JOB => Rewrite the material below, replacing every "rough mask" with "coarse mask" and keeping everything else the same.

RECORDS FOR THIS TASK =>
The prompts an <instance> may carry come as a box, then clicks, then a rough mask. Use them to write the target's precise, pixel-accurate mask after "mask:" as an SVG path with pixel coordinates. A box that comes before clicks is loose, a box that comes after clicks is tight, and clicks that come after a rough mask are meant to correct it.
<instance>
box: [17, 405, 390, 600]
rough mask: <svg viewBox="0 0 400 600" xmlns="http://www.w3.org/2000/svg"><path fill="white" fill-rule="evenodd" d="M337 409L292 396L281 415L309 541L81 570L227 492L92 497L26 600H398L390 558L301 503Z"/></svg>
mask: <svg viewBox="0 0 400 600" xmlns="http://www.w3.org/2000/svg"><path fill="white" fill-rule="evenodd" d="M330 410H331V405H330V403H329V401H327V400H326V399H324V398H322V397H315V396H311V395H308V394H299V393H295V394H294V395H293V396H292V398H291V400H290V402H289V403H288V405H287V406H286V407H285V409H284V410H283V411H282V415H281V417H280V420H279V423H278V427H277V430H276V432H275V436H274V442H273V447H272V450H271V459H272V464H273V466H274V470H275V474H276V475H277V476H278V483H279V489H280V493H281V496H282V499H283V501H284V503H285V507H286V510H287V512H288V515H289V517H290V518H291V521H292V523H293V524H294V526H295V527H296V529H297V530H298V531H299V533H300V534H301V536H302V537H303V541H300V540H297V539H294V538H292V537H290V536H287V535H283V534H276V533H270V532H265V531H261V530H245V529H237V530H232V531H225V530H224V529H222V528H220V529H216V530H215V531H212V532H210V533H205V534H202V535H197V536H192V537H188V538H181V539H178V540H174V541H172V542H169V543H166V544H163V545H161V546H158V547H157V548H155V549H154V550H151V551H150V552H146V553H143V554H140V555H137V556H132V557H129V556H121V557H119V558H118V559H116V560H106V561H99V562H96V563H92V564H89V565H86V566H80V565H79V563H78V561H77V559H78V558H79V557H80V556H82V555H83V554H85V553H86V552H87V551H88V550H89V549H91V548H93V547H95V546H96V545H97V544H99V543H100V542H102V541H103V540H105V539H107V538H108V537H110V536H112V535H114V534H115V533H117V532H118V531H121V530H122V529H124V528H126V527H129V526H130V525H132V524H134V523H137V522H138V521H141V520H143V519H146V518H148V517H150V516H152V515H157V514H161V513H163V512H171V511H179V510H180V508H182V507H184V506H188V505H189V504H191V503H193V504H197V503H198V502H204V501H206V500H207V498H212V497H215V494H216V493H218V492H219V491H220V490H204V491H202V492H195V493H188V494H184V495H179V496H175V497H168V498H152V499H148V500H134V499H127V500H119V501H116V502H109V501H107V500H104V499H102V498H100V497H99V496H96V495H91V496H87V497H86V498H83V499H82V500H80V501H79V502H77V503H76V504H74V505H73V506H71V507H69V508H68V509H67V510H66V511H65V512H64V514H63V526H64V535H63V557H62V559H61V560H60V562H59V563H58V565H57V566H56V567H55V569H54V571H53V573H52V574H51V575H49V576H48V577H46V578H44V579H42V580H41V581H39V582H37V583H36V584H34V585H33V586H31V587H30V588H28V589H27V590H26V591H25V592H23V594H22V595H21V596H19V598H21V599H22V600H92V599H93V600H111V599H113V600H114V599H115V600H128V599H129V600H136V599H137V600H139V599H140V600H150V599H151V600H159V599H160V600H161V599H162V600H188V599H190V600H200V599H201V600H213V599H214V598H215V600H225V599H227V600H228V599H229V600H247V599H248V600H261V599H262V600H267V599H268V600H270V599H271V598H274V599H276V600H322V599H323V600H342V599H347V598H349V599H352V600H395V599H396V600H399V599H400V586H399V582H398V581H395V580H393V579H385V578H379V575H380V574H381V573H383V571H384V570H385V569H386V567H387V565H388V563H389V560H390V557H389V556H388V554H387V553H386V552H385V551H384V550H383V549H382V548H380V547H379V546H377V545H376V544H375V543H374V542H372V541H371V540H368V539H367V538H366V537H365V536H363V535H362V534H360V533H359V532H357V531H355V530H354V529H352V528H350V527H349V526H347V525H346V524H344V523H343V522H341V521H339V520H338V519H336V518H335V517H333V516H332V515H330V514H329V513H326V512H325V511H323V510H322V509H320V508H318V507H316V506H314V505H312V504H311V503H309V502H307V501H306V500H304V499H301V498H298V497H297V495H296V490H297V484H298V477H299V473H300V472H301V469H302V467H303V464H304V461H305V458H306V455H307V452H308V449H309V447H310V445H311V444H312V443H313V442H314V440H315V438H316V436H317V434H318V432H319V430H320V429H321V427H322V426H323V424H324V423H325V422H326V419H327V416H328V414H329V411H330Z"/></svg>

EXERCISE ANSWER =>
The prompts an <instance> may carry come as a box, then clicks, then a coarse mask. Use them to write the target's precise, pixel-accurate mask after "mask:" as an SVG path with pixel coordinates. A box that comes before clicks is loose, a box that comes after clicks is tight, and clicks that come after a coarse mask are meant to correct it.
<instance>
box: [17, 405, 390, 600]
coarse mask: <svg viewBox="0 0 400 600" xmlns="http://www.w3.org/2000/svg"><path fill="white" fill-rule="evenodd" d="M337 409L292 396L281 415L309 541L81 570L227 492L92 497L26 600H398L390 558L301 503Z"/></svg>
mask: <svg viewBox="0 0 400 600" xmlns="http://www.w3.org/2000/svg"><path fill="white" fill-rule="evenodd" d="M330 410H331V405H330V403H329V401H327V400H326V399H324V398H322V397H315V396H311V395H308V394H299V393H295V394H294V395H293V396H292V398H291V400H290V402H289V403H288V405H287V406H286V407H285V409H284V410H283V411H282V415H281V417H280V420H279V423H278V427H277V430H276V432H275V436H274V442H273V447H272V450H271V459H272V464H273V466H274V470H275V474H276V475H277V476H278V483H279V489H280V493H281V496H282V499H283V501H284V503H285V507H286V510H287V512H288V515H289V517H290V518H291V521H292V523H293V524H294V526H295V527H296V529H297V530H298V531H299V533H300V534H301V536H302V537H303V541H300V540H297V539H294V538H292V537H290V536H287V535H283V534H276V533H270V532H265V531H261V530H245V529H237V530H232V531H225V530H224V529H222V528H220V529H216V530H215V531H212V532H210V533H205V534H202V535H197V536H192V537H188V538H181V539H178V540H174V541H172V542H169V543H166V544H163V545H161V546H158V547H157V548H155V549H154V550H151V551H150V552H146V553H143V554H140V555H137V556H132V557H129V556H121V557H119V558H118V559H116V560H106V561H99V562H96V563H92V564H89V565H86V566H80V565H79V563H78V561H77V559H78V558H79V557H80V556H82V555H83V554H85V553H86V552H87V551H88V550H89V549H91V548H93V547H95V546H96V545H97V544H99V543H100V542H102V541H103V540H105V539H107V538H108V537H110V536H112V535H114V534H115V533H117V532H118V531H121V530H122V529H124V528H126V527H129V526H130V525H132V524H134V523H137V522H138V521H141V520H143V519H146V518H148V517H150V516H152V515H157V514H161V513H163V512H171V511H179V510H180V508H182V507H184V506H188V505H189V504H191V503H193V504H197V503H198V502H204V501H206V500H207V498H212V497H215V494H216V493H218V492H219V491H220V490H204V491H202V492H195V493H188V494H184V495H179V496H175V497H168V498H152V499H148V500H134V499H127V500H119V501H116V502H109V501H107V500H104V499H102V498H100V497H99V496H96V495H91V496H87V497H86V498H83V499H82V500H80V501H79V502H77V503H76V504H74V505H73V506H71V507H69V508H68V509H67V510H66V511H65V512H64V514H63V526H64V535H63V557H62V559H61V560H60V562H59V563H58V565H57V566H56V567H55V569H54V571H53V573H52V574H51V575H49V576H48V577H46V578H44V579H42V580H41V581H39V582H37V583H36V584H34V585H33V586H31V587H30V588H28V589H27V590H26V591H25V592H23V594H22V595H21V596H19V598H21V599H22V600H92V599H93V600H111V599H113V600H114V599H115V600H128V599H129V600H136V599H137V600H139V599H140V600H150V599H151V600H159V599H160V600H161V599H162V600H188V599H190V600H200V599H201V600H213V599H214V598H215V600H225V599H227V600H228V599H229V600H247V599H248V600H261V599H262V600H267V599H268V600H270V599H271V598H274V599H276V600H322V599H323V600H342V599H347V598H349V599H352V600H395V599H396V600H399V599H400V586H399V582H398V581H395V580H393V579H385V578H379V575H380V574H381V573H383V571H384V570H385V569H386V567H387V565H388V563H389V560H390V557H389V556H388V554H387V553H386V552H385V551H384V550H383V549H382V548H380V547H379V546H377V545H376V544H375V543H374V542H372V541H371V540H368V539H367V538H366V537H365V536H363V535H362V534H360V533H359V532H357V531H355V530H354V529H352V528H350V527H349V526H347V525H346V524H344V523H343V522H341V521H339V520H338V519H336V518H335V517H333V516H332V515H330V514H329V513H326V512H325V511H323V510H322V509H320V508H318V507H316V506H314V505H312V504H311V503H309V502H307V501H306V500H304V499H301V498H298V497H297V495H296V490H297V484H298V477H299V473H300V472H301V469H302V467H303V464H304V461H305V458H306V455H307V452H308V449H309V447H310V445H311V444H312V443H313V442H314V440H315V438H316V436H317V434H318V432H319V430H320V429H321V427H322V426H323V424H324V423H325V422H326V419H327V416H328V414H329V411H330Z"/></svg>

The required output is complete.